Texto de estudio –
Y allí en esos predios, Héctor, toma el papel y revélales a quienes vendrán después de nosotros, todo el fulgor que tu cuerpo cansado, aún retiene en las casillas del vivir.

Y los que te queremos, no permitiremos que te gane el desaliento. Porque es también nuestra la historia que escribes. Y aún vencidos seguiremos sonriendo. Porque conocimos la alegría y en su nombre hicimos y hacemos todo lo que hemos podido.

Te entrego mis manos y mi abrazo. La candidez de un verso niño. La franja del alba que junta la noche con el amanecer en ese poema cósmico que reinventa el horizonte cada día. Mis ojos de mirar pléyades cuando solo hay penumbra.

Filas proporcionadas –
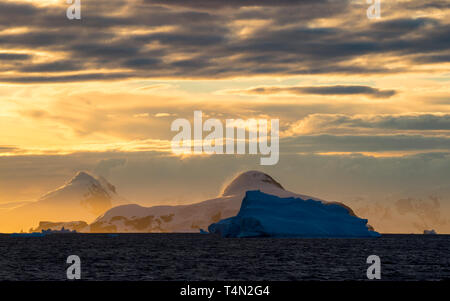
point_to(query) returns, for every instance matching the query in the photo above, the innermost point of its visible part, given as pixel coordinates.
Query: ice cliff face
(263, 214)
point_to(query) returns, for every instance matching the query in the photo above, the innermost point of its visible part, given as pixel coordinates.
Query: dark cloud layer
(205, 35)
(324, 90)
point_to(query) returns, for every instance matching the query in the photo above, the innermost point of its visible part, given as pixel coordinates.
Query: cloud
(105, 166)
(319, 90)
(219, 39)
(340, 123)
(14, 57)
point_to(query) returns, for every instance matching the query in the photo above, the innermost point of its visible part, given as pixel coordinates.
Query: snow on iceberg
(263, 214)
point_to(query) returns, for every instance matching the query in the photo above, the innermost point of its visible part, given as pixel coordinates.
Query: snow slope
(83, 197)
(263, 214)
(193, 217)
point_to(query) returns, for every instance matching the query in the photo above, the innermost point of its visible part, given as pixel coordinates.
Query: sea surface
(207, 257)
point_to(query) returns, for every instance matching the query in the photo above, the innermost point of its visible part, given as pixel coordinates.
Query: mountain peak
(82, 176)
(251, 180)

Tarea A –
Indique si cada una de las siguientes afirmaciones concuerda con el texto de estudio, justificando con las palabras exactas del texto: (i) Quienes quieren a Héctor no permitirán que le gane el desaliento. (ii) Aun vencidos, dejarán de sonreír. (iii) Se le pide a Héctor que tome el papel.
Tarea B –
Copie literalmente el pasaje del texto de estudio que va desde "Y allí en esos" hasta "que hemos podido.".

Respuesta esperada A –
(i) Sí: «Y los que te queremos, no permitiremos que te gane el desaliento.»
(ii) No: «Y aún vencidos seguiremos sonriendo.»
(iii) Sí: «Y allí en esos predios, Héctor, toma el papel»

Respuesta esperada B –
Y allí en esos predios, Héctor, toma el papel y revélales a quienes vendrán después de nosotros, todo el fulgor que tu cuerpo cansado, aún retiene en las casillas del vivir.

Y los que te queremos, no permitiremos que te gane el desaliento. Porque es también nuestra la historia que escribes. Y aún vencidos seguiremos sonriendo. Porque conocimos la alegría y en su nombre hicimos y hacemos todo lo que hemos podido.